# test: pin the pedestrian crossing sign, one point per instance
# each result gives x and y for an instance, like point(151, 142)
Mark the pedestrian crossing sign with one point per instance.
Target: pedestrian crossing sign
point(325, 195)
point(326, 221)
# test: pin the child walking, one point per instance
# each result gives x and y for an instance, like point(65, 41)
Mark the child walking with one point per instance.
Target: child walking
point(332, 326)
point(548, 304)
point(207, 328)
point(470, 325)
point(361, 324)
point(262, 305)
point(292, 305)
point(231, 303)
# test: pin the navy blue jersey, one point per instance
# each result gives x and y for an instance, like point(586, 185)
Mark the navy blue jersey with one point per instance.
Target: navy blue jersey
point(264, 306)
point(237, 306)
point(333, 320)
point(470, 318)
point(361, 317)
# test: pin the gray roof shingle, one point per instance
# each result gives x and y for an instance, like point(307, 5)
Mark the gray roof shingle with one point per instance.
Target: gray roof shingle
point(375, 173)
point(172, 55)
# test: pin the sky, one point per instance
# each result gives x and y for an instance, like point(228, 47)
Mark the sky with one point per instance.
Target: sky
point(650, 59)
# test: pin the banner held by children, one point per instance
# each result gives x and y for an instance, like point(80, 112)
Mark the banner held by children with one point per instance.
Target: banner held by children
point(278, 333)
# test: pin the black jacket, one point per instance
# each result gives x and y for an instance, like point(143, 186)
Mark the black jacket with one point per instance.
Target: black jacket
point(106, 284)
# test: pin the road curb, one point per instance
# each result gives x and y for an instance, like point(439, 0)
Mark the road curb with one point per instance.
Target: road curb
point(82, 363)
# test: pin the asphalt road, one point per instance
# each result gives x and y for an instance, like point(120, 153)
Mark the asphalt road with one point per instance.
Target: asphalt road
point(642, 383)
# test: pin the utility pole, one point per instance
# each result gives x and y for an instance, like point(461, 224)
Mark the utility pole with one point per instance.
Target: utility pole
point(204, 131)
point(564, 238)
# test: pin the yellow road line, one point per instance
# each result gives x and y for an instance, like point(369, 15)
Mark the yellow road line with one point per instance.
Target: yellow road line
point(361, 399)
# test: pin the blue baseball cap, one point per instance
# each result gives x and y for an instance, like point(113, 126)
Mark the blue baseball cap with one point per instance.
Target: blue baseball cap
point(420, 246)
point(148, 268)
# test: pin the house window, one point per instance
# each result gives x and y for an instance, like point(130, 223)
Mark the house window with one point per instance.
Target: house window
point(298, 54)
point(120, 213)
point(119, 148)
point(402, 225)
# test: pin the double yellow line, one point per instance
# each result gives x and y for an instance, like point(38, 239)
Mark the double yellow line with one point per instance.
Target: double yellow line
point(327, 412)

*Task details*
Your answer must be the complete data, repeated word for word.

*Solution to this task*
# test: pin the pedestrian crossing sign, one point per instance
# each result gives x and y for an instance, like point(151, 142)
Mark the pedestrian crossing sign with one point per instance.
Target: pedestrian crossing sign
point(325, 195)
point(326, 221)
# test: pin the child walking, one point per instance
# each result gives x and y for an instance, like point(65, 41)
Mark the child walking with one point per instance.
Target: child walking
point(332, 326)
point(548, 304)
point(207, 328)
point(470, 325)
point(361, 324)
point(262, 305)
point(292, 305)
point(231, 303)
# test: pin the navy blue jersey, one point per instance
# each result gives x and y for an instance, like point(586, 185)
Mark the navy blue jersey with one point per instance.
Target: navy blue jersey
point(264, 306)
point(237, 306)
point(333, 320)
point(470, 318)
point(361, 317)
# test: pin the gray roof shingle, one point per instance
# each result gives x and y for an instance, like point(307, 5)
Mark the gray roof shingle with one point per instance.
Target: gray roof shingle
point(375, 173)
point(172, 55)
# test: pin the sky, one point per instance
# each result gives x and y for an instance, like point(228, 47)
Mark the sky with one point per instance.
Target: sky
point(650, 59)
# test: pin the banner held by children, one point per instance
# each result gives x and y for an instance, like point(80, 112)
Mark the banner held by children with one point per instance.
Target: banner held by children
point(278, 333)
# test: pin the black jacket, one point per instance
# each result gives x and y for an instance, like point(143, 186)
Mark the black jacket with one point per instance.
Target: black jacket
point(106, 284)
# test: pin the road curb, one point per instance
# each result gives x and y for an instance, like point(439, 0)
Mark the road curb with one point per instance.
Target: road curb
point(82, 363)
# test: pin the asphalt road, one point per instance
# each result gives x and y for an instance, like point(120, 153)
Mark the asphalt road with one point per instance.
Target: asphalt road
point(642, 383)
# test: pin the utility pole, one point per instance
# each result gives x and y for an instance, like point(461, 224)
Mark the utility pole with one point per instance.
Target: utility pole
point(204, 131)
point(564, 238)
# test: pin the yellow road line, one point per instance
# each result gives x and y for an instance, like point(369, 15)
Mark the yellow road line with one point per instance.
Target: yellow road line
point(361, 399)
# test: pin the blue baseball cap, one point per instance
# each result gives x and y for an instance, like point(113, 126)
Mark the blue baseball cap with one point per instance.
Target: blue baseball cap
point(420, 246)
point(148, 268)
# test: pin the house window, one point per instance
# each result gives x and y for an instance, like point(130, 223)
Mark the house window with one point per instance.
Target: house window
point(298, 54)
point(120, 213)
point(119, 148)
point(402, 225)
# test: pin the double yellow line, one point per instance
# each result gives x and y for an instance, like point(38, 239)
Mark the double yellow line with one point per instance.
Target: double yellow line
point(327, 412)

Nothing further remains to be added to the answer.